[Page text]
Other than triangle, H. Eves' tricky quickie can be used for n gon. I recommend one better geometric inlustration for following page:
We denote X(Y) as a circle centered at X passing Y.
A1A2... An is any n-gon
We select on line AnA1 any point P1
A circle A1(P1) cuts line A1A2 at P2
A circle A2(P2) cuts line A2A3 at P3
A circle A3(P3) cuts line A3A4 at P4
A circle An(Pn) cuts line AnA1 at Q1
We finish construction of the first chain of circles with:
n circles Ai(Pi), n points Pi
Point Q1 is generally not P1 and use for starting point of second chain of circles:
A circle A1(Q1) cuts line A1A2 at Q2
A circle A2(Q2) cuts line A2A3 at Q3
A circle A3(Q3) cuts line A3A4 at Q4
A circle An(Qn) cuts line AnA1 at R
Case A: If n odd
a). R=P1 and we can not make more another chain of circles.
b). P1Q1 = P2Q2 = P3Q3 = ... = PnQn but changed when we change starting point P1.
c). Midpoints Mi of segments PiQi are fixed with any starting point P1
d). If we select P1 = M1 then Pi=Qi, Ai(Pi) = Ai(Qi) and they are sequence of circles as required in the problem. It is also geometric procedure to construct these circles.
Case B: If n even
a). R<>P1 and we can make chains of circles infinitely.
b). P1Q1 = P2Q2 = P3Q3 = ... = PnQn = t = constant with any starting point P1
c). Hence, we can see one pair of circles Ai(Pi)Ai(Qi) at vertex Ai as one circle with thickness t.
d). If we change n-gon until thickness t=0 then we get n-gon which has sequence of circles as required in the problem. In this case, we can select any starting point P1.
Please note that all results are already proved in explaining text of the applet. Here is only geometric inlustration by using H. Eves' tricky quickie.
By the way: please check to see and correct page:
Some items are empty, for example: item No. 860, item No. 780. I think it is because auto indexing.
Bui Quang Tuan

[Supplied material]

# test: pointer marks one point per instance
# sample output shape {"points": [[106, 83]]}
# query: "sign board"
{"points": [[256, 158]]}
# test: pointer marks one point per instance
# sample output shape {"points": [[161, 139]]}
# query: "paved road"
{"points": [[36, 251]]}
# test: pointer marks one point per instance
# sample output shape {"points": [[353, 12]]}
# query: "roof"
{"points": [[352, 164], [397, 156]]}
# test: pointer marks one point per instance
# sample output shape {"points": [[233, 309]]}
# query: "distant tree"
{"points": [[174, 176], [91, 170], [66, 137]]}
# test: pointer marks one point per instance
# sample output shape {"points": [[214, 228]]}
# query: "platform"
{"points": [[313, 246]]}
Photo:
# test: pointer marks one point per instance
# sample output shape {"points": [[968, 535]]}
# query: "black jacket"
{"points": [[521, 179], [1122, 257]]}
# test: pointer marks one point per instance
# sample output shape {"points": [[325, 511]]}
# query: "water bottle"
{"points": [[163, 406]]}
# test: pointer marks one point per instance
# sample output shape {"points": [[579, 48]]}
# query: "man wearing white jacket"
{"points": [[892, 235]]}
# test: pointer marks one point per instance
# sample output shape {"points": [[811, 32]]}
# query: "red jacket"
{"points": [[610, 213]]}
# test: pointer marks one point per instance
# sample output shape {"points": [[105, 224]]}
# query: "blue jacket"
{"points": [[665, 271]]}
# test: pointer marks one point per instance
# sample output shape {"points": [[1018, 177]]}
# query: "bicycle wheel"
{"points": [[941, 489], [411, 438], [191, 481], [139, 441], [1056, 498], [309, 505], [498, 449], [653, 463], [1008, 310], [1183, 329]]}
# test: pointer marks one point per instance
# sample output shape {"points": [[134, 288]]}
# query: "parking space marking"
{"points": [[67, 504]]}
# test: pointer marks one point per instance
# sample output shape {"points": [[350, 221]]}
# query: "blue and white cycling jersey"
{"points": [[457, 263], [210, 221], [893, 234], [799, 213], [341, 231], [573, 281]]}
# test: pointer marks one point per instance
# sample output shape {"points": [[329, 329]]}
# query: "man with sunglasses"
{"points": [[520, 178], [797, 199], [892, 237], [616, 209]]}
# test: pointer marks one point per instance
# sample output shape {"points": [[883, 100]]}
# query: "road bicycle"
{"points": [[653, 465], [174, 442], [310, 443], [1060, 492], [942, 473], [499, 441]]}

[Requirement 1]
In the circle-chain post, what does the notation X(Y) stand for?
[Requirement 2]
Count the lines of the rows that contain the string "bicycle", treating case as significant, and give only the number.

[Task result 1]
A circle centered at X that passes through Y.

[Task result 2]
2